__Exercise data__:
*** Begin section ***
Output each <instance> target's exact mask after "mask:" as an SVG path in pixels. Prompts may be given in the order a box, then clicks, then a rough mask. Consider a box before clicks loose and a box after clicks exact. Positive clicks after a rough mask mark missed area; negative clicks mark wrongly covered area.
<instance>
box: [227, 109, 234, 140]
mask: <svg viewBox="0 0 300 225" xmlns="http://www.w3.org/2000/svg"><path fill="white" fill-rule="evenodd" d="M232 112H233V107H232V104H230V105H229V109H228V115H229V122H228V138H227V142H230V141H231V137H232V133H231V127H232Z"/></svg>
*** End section ***
*** Begin section ***
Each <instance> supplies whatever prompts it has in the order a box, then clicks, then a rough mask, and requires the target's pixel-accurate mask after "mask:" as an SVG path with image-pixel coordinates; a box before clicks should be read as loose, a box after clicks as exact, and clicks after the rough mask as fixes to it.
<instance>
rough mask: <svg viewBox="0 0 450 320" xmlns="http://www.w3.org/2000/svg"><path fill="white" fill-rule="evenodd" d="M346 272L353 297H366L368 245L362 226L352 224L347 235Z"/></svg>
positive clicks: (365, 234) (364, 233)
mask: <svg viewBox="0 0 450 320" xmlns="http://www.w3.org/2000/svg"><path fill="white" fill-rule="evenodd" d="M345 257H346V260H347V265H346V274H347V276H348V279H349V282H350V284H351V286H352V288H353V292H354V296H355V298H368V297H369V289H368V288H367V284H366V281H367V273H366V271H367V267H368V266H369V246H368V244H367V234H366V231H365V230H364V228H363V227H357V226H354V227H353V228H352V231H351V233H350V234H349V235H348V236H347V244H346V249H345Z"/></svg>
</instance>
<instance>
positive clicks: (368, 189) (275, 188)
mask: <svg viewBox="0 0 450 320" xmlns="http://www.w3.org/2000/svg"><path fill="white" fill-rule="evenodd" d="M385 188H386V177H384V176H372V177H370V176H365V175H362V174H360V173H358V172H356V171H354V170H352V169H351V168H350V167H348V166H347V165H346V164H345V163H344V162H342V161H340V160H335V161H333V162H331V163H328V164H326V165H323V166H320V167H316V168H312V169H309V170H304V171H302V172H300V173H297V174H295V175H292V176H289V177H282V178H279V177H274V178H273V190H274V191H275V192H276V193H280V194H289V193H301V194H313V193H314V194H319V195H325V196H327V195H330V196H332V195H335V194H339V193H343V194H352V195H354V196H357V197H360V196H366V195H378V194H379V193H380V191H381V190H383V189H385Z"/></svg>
*** End section ***
*** Begin section ***
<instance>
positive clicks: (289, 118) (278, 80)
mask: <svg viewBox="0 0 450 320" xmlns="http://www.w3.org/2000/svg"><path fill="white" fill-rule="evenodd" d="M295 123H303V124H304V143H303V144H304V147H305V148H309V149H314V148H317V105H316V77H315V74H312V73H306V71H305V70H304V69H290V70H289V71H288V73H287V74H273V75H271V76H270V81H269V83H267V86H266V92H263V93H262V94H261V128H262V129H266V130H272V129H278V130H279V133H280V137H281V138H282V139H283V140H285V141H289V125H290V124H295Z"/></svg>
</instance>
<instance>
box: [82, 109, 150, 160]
*** End section ***
List every line in the data above that contains the word "order". Case counts, so a line matches only if the word has the same capitalization.

__Task result__:
Output each <instance> target's exact mask after "mask:" as an SVG path in pixels. Prompts may be given in the order a box, then clicks, then a rough mask. Consider a box before clicks loose and a box after clicks exact. Positive clicks after a rough mask mark missed area; negative clicks mark wrongly covered area.
Each <instance> supplies whatever prompts it has in the order a box, then clicks, then a rough mask, and requires the target's pixel-accurate mask after "mask:" as an SVG path with image-pixel coordinates; a box before clicks should be read as loose, a box after clicks as exact, and clicks after the rough mask as fixes to it.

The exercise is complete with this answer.